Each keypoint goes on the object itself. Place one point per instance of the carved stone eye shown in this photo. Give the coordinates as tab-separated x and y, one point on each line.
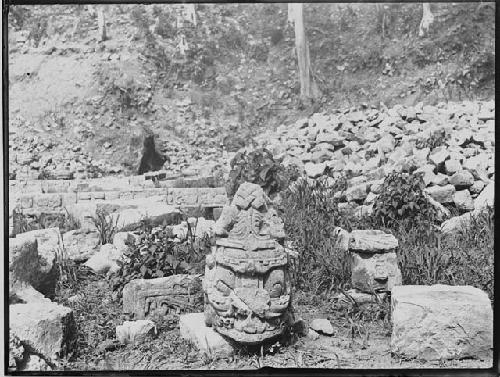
275	283
276	290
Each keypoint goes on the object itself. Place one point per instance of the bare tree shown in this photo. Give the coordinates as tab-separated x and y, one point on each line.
101	22
308	88
427	19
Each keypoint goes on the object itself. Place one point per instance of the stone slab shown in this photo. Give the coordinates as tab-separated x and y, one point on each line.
193	328
441	322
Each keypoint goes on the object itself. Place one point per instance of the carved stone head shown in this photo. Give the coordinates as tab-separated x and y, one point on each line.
247	285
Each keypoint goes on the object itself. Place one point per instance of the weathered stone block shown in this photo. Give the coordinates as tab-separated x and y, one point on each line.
441	322
147	297
23	260
193	328
135	331
486	198
462	179
372	241
49	329
375	272
463	201
81	244
182	196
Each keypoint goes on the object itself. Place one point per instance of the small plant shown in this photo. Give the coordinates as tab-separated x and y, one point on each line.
158	255
402	198
261	168
106	225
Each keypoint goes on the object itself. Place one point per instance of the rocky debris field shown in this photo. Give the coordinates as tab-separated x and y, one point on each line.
453	145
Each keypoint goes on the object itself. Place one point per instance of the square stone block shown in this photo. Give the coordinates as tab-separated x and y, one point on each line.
206	339
441	322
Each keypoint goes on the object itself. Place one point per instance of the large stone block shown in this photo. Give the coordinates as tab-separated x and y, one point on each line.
441	194
375	272
193	328
23	260
44	327
441	322
372	241
147	297
81	244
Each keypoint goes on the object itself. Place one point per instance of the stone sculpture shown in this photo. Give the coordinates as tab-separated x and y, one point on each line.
247	285
146	298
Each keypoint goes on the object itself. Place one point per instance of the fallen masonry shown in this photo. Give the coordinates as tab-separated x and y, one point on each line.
441	322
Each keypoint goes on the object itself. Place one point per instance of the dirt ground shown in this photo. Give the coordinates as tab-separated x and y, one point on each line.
358	344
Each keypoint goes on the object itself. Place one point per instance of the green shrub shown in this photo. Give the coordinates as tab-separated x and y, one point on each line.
425	257
106	225
157	255
261	168
402	198
310	213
——
What is expected: Rewrite the lines from the one containing "of the large" through the last line above as a numbered list, leaving out any blank lines.

Finished task:
1. Each keypoint goes on the object itself. Place one point per instance of the large stone block shown in this photo. Give the coordinates as tab-separated x and y, one point on each line.
2. 441	194
3. 375	272
4. 193	328
5. 23	260
6. 44	327
7. 441	322
8. 372	241
9. 147	297
10. 81	244
11. Each keypoint goes on the object itself. Place one point per instance of the stone sculpture shown in this photo. Give the coordinates as tab-separated x and y, one point on each line.
12. 247	285
13. 146	298
14. Each keypoint goes on the object itself. Place one point per instance of the fallen masonry shown in this photo. Give the coordinates as tab-separated x and y, one point on each line.
15. 441	322
16. Each keypoint goes on the object itself. Place one point per instance of the dirt ground shown in this photo. Give the coordinates as tab-separated x and y, one point on each line.
17. 358	344
18. Each keypoint goes on the object itself. Place one point per instance of the green shrub shown in this photo. Give the coordinates as tab-separated x and y, one point on each line.
19. 425	257
20. 106	225
21. 157	255
22. 261	168
23. 402	198
24. 310	213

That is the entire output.